── Records shown
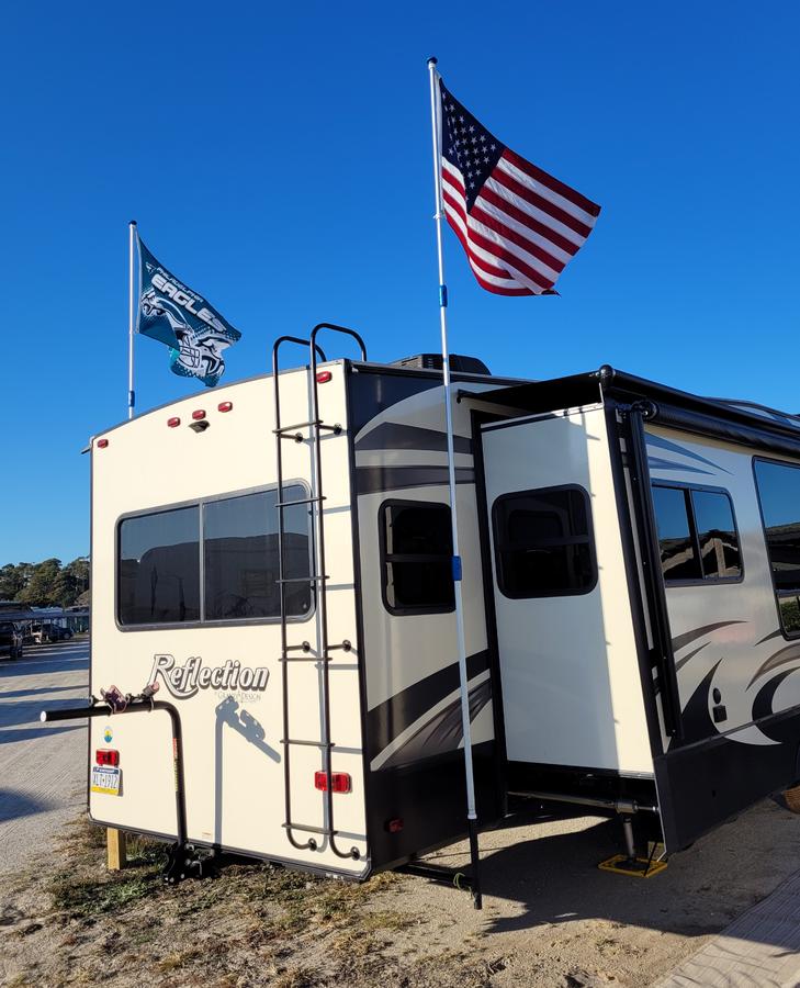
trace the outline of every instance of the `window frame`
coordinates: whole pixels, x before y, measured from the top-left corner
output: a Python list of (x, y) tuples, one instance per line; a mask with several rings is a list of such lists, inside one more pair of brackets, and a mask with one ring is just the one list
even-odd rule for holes
[[(561, 491), (577, 491), (584, 498), (584, 507), (586, 510), (586, 544), (588, 544), (589, 547), (591, 582), (585, 587), (575, 587), (573, 590), (542, 591), (536, 594), (510, 593), (505, 586), (504, 572), (500, 562), (500, 546), (503, 540), (499, 537), (500, 529), (497, 517), (497, 505), (500, 504), (500, 502), (507, 501), (512, 497), (528, 497), (536, 494), (551, 494), (554, 492), (559, 493)], [(531, 487), (523, 491), (507, 491), (505, 494), (499, 494), (492, 504), (492, 538), (494, 548), (495, 583), (497, 584), (497, 590), (508, 600), (539, 600), (545, 599), (548, 597), (583, 597), (586, 596), (586, 594), (590, 594), (597, 586), (597, 582), (599, 580), (599, 570), (597, 566), (597, 542), (595, 541), (595, 523), (591, 513), (591, 496), (589, 495), (589, 492), (586, 490), (586, 487), (584, 487), (582, 484), (552, 484), (548, 487)], [(572, 539), (573, 541), (565, 541), (562, 544), (583, 544), (583, 541), (581, 541), (579, 543), (575, 542), (574, 536), (571, 536), (570, 539)]]
[[(304, 497), (311, 497), (311, 489), (303, 480), (286, 480), (283, 482), (284, 490), (286, 487), (298, 486), (303, 489)], [(248, 494), (266, 494), (270, 491), (277, 491), (278, 484), (267, 484), (258, 487), (243, 487), (237, 491), (226, 491), (224, 494), (211, 494), (207, 497), (194, 497), (191, 501), (176, 501), (169, 504), (160, 504), (154, 507), (137, 512), (126, 512), (120, 515), (114, 525), (114, 624), (119, 631), (154, 631), (160, 629), (178, 629), (178, 628), (229, 628), (236, 626), (249, 625), (280, 625), (280, 615), (275, 617), (251, 617), (251, 618), (213, 618), (205, 619), (205, 552), (204, 552), (204, 513), (203, 505), (217, 501), (230, 501), (234, 497), (245, 497)], [(198, 554), (199, 560), (199, 580), (200, 580), (200, 620), (196, 621), (156, 621), (144, 625), (123, 625), (120, 621), (120, 538), (123, 521), (131, 518), (143, 518), (147, 515), (158, 515), (162, 512), (178, 510), (179, 508), (198, 507), (199, 509), (199, 532), (198, 532)], [(314, 526), (311, 517), (308, 519), (308, 569), (314, 573), (316, 560), (316, 544), (314, 541)], [(311, 581), (309, 581), (311, 582)], [(315, 587), (312, 586), (312, 606), (307, 614), (288, 615), (286, 624), (304, 624), (311, 620), (317, 607), (317, 595)]]
[(769, 582), (773, 585), (773, 596), (775, 597), (775, 611), (778, 616), (778, 628), (780, 633), (787, 641), (797, 641), (800, 638), (800, 630), (787, 631), (784, 627), (784, 618), (780, 614), (780, 600), (782, 597), (800, 597), (800, 586), (793, 591), (778, 590), (775, 583), (775, 570), (773, 569), (773, 560), (769, 554), (769, 541), (767, 540), (767, 525), (764, 519), (764, 505), (762, 503), (762, 492), (758, 486), (758, 474), (756, 473), (756, 463), (771, 463), (777, 467), (788, 467), (790, 470), (800, 470), (800, 463), (791, 463), (789, 460), (775, 460), (771, 457), (753, 457), (753, 486), (755, 487), (756, 501), (758, 502), (758, 517), (762, 521), (762, 535), (764, 537), (764, 552), (767, 557), (767, 566), (769, 569)]
[[(655, 537), (656, 542), (658, 543), (658, 557), (661, 558), (661, 539), (658, 538), (658, 519), (655, 514), (655, 502), (653, 499), (652, 491), (653, 487), (672, 487), (673, 490), (688, 492), (688, 510), (687, 510), (687, 520), (689, 523), (689, 536), (691, 537), (691, 543), (695, 549), (695, 554), (698, 563), (700, 564), (700, 570), (702, 571), (702, 553), (700, 552), (700, 532), (697, 527), (697, 517), (695, 514), (695, 502), (691, 497), (692, 491), (698, 491), (701, 494), (723, 494), (728, 498), (728, 504), (731, 507), (731, 518), (733, 519), (733, 531), (736, 536), (736, 546), (739, 547), (739, 576), (700, 576), (699, 580), (668, 580), (664, 575), (664, 570), (661, 570), (661, 579), (664, 582), (664, 586), (666, 588), (673, 586), (716, 586), (719, 584), (731, 584), (731, 583), (743, 583), (744, 582), (744, 551), (742, 550), (742, 536), (741, 530), (739, 528), (739, 521), (736, 520), (736, 509), (733, 504), (733, 497), (731, 497), (731, 492), (725, 487), (711, 486), (709, 484), (694, 484), (687, 483), (686, 481), (673, 481), (673, 480), (650, 480), (650, 507), (653, 514), (653, 525), (655, 526)], [(684, 493), (684, 503), (687, 503), (686, 493)]]
[[(387, 497), (385, 501), (382, 501), (378, 508), (378, 532), (379, 532), (379, 544), (380, 544), (380, 566), (381, 566), (381, 599), (383, 600), (383, 606), (393, 617), (406, 617), (408, 615), (421, 615), (421, 614), (453, 614), (455, 611), (455, 581), (453, 580), (453, 603), (451, 605), (429, 605), (429, 606), (419, 606), (419, 607), (396, 607), (388, 603), (388, 596), (386, 591), (388, 588), (388, 573), (387, 566), (392, 562), (390, 555), (413, 555), (416, 553), (408, 552), (388, 552), (386, 546), (386, 525), (384, 523), (384, 515), (386, 508), (391, 507), (415, 507), (415, 508), (426, 508), (426, 507), (435, 507), (435, 508), (446, 508), (449, 515), (450, 523), (450, 531), (451, 531), (451, 546), (452, 546), (452, 508), (444, 501), (412, 501), (409, 498), (404, 497)], [(452, 579), (452, 548), (449, 557), (438, 557), (431, 555), (422, 557), (428, 560), (437, 560), (439, 558), (448, 561), (450, 565), (450, 576)], [(397, 560), (401, 562), (401, 560)], [(413, 559), (406, 559), (405, 562), (413, 562)]]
────
• _Short exercise_:
Reproduce the entries above exactly. Do not include the images.

• _Problem solution_:
trace the outline of every instance of the `window frame`
coordinates: whole pixels, x before y, measured from the top-left corner
output: a Python list of (x, y) tuples, one instance per line; a mask with several rings is a list of such lists, inside one more pair of brackets, and a mask with one ring is just the one list
even-odd rule for holes
[[(561, 491), (577, 491), (584, 498), (584, 507), (586, 510), (586, 544), (588, 544), (589, 547), (591, 582), (585, 587), (575, 587), (573, 590), (542, 591), (536, 594), (510, 593), (505, 586), (504, 572), (500, 562), (500, 546), (503, 540), (499, 537), (500, 529), (497, 517), (497, 505), (500, 504), (500, 502), (507, 501), (512, 497), (528, 497), (536, 494), (551, 494), (554, 492), (559, 493)], [(531, 487), (523, 491), (507, 491), (505, 494), (499, 494), (492, 504), (492, 538), (494, 548), (495, 583), (497, 584), (497, 590), (508, 600), (539, 600), (545, 599), (548, 597), (583, 597), (586, 596), (586, 594), (590, 594), (597, 586), (597, 582), (599, 580), (599, 570), (597, 566), (597, 542), (595, 541), (595, 523), (591, 513), (591, 496), (589, 495), (589, 492), (586, 490), (586, 487), (584, 487), (582, 484), (552, 484), (548, 487)], [(572, 539), (573, 541), (565, 541), (562, 544), (583, 544), (583, 541), (581, 541), (579, 543), (575, 542), (574, 536), (571, 536), (570, 539)]]
[[(304, 497), (311, 497), (311, 489), (303, 480), (286, 480), (283, 482), (284, 490), (286, 487), (298, 486), (303, 489)], [(248, 494), (266, 494), (270, 491), (277, 491), (278, 484), (267, 484), (258, 487), (243, 487), (237, 491), (226, 491), (224, 494), (211, 494), (207, 497), (194, 497), (191, 501), (176, 501), (169, 504), (160, 504), (154, 507), (137, 512), (126, 512), (120, 515), (114, 525), (114, 624), (119, 631), (154, 631), (160, 629), (178, 629), (178, 628), (229, 628), (236, 626), (249, 625), (280, 625), (280, 615), (275, 617), (251, 617), (251, 618), (213, 618), (205, 619), (205, 552), (204, 552), (204, 513), (203, 505), (217, 501), (230, 501), (234, 497), (245, 497)], [(198, 554), (199, 560), (199, 580), (200, 580), (200, 620), (196, 621), (156, 621), (144, 625), (123, 625), (120, 621), (120, 538), (123, 521), (131, 518), (143, 518), (147, 515), (158, 515), (162, 512), (178, 510), (179, 508), (198, 507), (199, 509), (199, 532), (198, 532)], [(314, 526), (311, 517), (308, 519), (308, 569), (314, 573), (316, 560), (316, 544), (314, 541)], [(311, 581), (309, 581), (311, 582)], [(315, 587), (312, 586), (312, 606), (307, 614), (288, 615), (286, 624), (304, 624), (311, 620), (317, 607), (317, 595)]]
[(769, 582), (773, 585), (773, 596), (775, 597), (775, 611), (778, 616), (778, 628), (780, 633), (787, 641), (797, 641), (800, 638), (800, 630), (787, 631), (784, 627), (784, 618), (780, 614), (780, 600), (782, 597), (800, 597), (800, 586), (793, 591), (778, 590), (775, 583), (775, 570), (773, 569), (773, 560), (769, 554), (769, 541), (767, 540), (767, 525), (764, 519), (764, 505), (762, 503), (762, 492), (758, 486), (758, 474), (756, 473), (756, 463), (771, 463), (777, 467), (788, 467), (790, 470), (800, 470), (800, 463), (791, 463), (789, 460), (775, 460), (771, 457), (753, 457), (753, 486), (755, 487), (756, 501), (758, 502), (758, 517), (762, 521), (762, 535), (764, 537), (764, 552), (767, 557), (767, 566), (769, 569)]
[[(655, 537), (656, 542), (658, 543), (658, 557), (661, 558), (661, 539), (658, 538), (658, 519), (655, 514), (655, 502), (653, 499), (652, 491), (653, 487), (672, 487), (673, 490), (688, 492), (688, 510), (687, 510), (687, 520), (689, 523), (689, 536), (691, 537), (691, 543), (695, 549), (695, 554), (698, 563), (700, 564), (700, 570), (702, 571), (702, 553), (700, 552), (700, 532), (697, 527), (697, 517), (695, 514), (695, 502), (691, 497), (692, 491), (698, 491), (701, 494), (723, 494), (728, 498), (728, 504), (731, 507), (731, 518), (733, 519), (733, 531), (736, 536), (736, 546), (739, 547), (739, 576), (700, 576), (699, 580), (668, 580), (664, 575), (664, 570), (661, 570), (661, 579), (664, 582), (664, 586), (666, 588), (673, 586), (716, 586), (719, 584), (731, 584), (731, 583), (743, 583), (744, 582), (744, 551), (742, 550), (742, 536), (741, 530), (739, 528), (739, 521), (736, 520), (736, 509), (733, 504), (733, 497), (731, 497), (731, 492), (725, 487), (711, 486), (709, 484), (694, 484), (687, 483), (686, 481), (673, 481), (673, 480), (650, 480), (650, 507), (653, 514), (653, 525), (655, 526)], [(684, 493), (684, 503), (687, 503), (686, 493)]]
[[(387, 497), (385, 501), (382, 501), (378, 508), (378, 532), (379, 532), (379, 544), (380, 544), (380, 566), (381, 566), (381, 599), (383, 600), (383, 606), (393, 617), (406, 617), (408, 615), (421, 615), (421, 614), (453, 614), (455, 611), (455, 581), (453, 580), (453, 603), (451, 605), (429, 605), (429, 606), (419, 606), (419, 607), (396, 607), (388, 603), (388, 596), (386, 591), (388, 588), (388, 573), (387, 566), (392, 562), (390, 555), (413, 555), (416, 553), (408, 552), (388, 552), (386, 546), (386, 525), (384, 523), (384, 515), (386, 508), (391, 507), (415, 507), (415, 508), (426, 508), (426, 507), (435, 507), (435, 508), (446, 508), (449, 515), (450, 523), (450, 531), (451, 531), (451, 546), (452, 546), (452, 508), (444, 501), (412, 501), (409, 498), (404, 497)], [(452, 579), (452, 548), (449, 557), (438, 557), (431, 555), (422, 557), (428, 560), (437, 560), (439, 558), (448, 561), (450, 565), (450, 576)], [(397, 560), (401, 562), (401, 560)], [(413, 559), (406, 559), (405, 562), (413, 562)]]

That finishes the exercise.